## Goal of the exercise:
Write out the listing below from the line containing "Put one marker on each instance of the license" to its last line, unaltered, ends included.

======== Supplied records ========

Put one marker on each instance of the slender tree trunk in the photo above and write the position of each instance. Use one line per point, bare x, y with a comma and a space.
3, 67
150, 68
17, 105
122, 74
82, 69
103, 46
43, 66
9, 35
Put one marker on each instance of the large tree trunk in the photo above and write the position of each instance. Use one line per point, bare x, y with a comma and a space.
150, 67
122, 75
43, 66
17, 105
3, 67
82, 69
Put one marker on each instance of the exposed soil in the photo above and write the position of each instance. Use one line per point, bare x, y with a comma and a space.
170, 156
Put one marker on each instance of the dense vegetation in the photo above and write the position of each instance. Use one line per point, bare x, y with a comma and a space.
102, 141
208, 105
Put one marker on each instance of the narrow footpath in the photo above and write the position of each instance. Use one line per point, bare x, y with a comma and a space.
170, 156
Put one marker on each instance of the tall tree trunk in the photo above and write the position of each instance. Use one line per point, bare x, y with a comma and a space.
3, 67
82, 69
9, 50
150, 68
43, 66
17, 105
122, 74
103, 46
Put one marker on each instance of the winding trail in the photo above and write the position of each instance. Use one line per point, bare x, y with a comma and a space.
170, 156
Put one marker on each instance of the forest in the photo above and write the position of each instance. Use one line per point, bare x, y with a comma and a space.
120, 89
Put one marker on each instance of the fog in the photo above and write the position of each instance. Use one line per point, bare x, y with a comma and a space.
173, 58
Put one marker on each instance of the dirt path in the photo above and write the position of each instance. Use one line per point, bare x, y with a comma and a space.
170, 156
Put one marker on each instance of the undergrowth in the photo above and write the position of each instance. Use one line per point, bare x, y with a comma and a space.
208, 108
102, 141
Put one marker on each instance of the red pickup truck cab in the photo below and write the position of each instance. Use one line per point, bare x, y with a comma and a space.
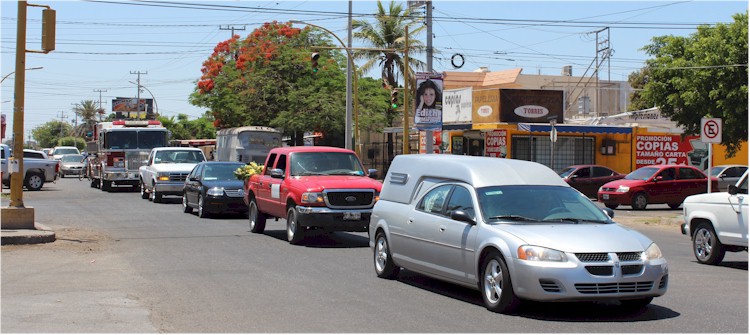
313, 188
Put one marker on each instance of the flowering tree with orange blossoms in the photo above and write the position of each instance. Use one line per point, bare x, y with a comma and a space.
266, 79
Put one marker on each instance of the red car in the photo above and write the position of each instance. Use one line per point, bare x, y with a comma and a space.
587, 179
656, 184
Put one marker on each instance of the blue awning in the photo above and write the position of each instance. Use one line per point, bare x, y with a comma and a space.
569, 128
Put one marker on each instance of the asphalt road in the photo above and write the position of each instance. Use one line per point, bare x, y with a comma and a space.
125, 265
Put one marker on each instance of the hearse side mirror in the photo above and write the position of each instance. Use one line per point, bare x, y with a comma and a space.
277, 173
460, 215
733, 189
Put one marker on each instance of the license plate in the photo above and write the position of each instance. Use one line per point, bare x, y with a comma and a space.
352, 215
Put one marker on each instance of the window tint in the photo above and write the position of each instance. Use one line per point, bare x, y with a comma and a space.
602, 172
461, 201
688, 173
433, 201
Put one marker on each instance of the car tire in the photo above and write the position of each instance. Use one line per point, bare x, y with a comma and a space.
495, 284
185, 206
706, 245
384, 265
202, 212
640, 201
294, 232
34, 181
255, 217
635, 304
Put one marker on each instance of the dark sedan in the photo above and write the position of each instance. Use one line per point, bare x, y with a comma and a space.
587, 179
212, 187
656, 184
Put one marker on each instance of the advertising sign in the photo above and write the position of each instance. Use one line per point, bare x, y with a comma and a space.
428, 111
670, 149
457, 106
495, 143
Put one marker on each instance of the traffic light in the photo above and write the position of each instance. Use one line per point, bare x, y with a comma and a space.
314, 59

========

## Complete output:
Put one marker on each instance of the license plate in the photo above and write the position of each instance. Use one line per point, bare x, y with a comma and a space.
352, 215
Put one marker on each instance of the window tint in the photo above and write the position of each instance. Use one line per point, bare x, y with a comma and a space.
602, 172
461, 201
688, 173
433, 201
Put one marker on each instance of the car tire in the photo above and write the position of each instance. Use one line per point, bare x, y with a comma and a space.
495, 284
185, 206
706, 245
384, 265
202, 212
640, 201
294, 232
34, 181
255, 217
635, 304
Put one marker on each instance of the dark sedan in the photo above and write the position of each instance. Use one line per point, bare x, y with a comma and a space.
587, 179
212, 187
656, 184
Put one marker on each instance of the advertising sign in the photo above and write the position of each instance. Use one line per point, bare x, y with a comma and a space.
428, 111
670, 149
457, 106
495, 143
Put one marker on each instance of the traffic light in the photo above and write the position of each instance. Use one line per point, bare x, y with a comma and a space.
314, 59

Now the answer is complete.